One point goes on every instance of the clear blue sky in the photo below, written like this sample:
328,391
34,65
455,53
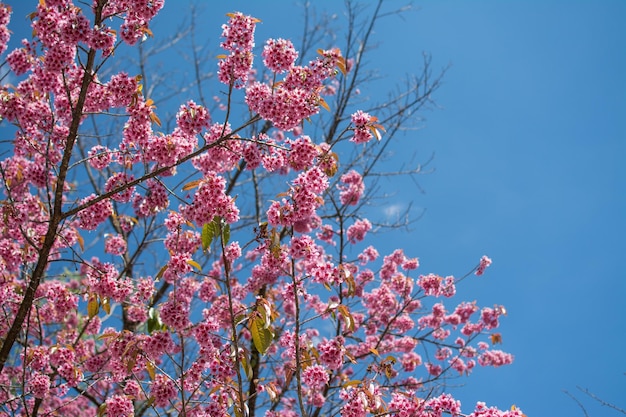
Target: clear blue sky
530,168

**What is needed:** Copy out all of the data above in full, adding 122 to every number in the answer coordinates while keeping all other numbers, including the sample coordinates, unchanged. Leave the pictures out.

**Worked answer:**
One point goes on every instance of the clear blue sky in the photo below, written like this sample:
328,391
34,65
455,53
Target: clear blue sky
652,290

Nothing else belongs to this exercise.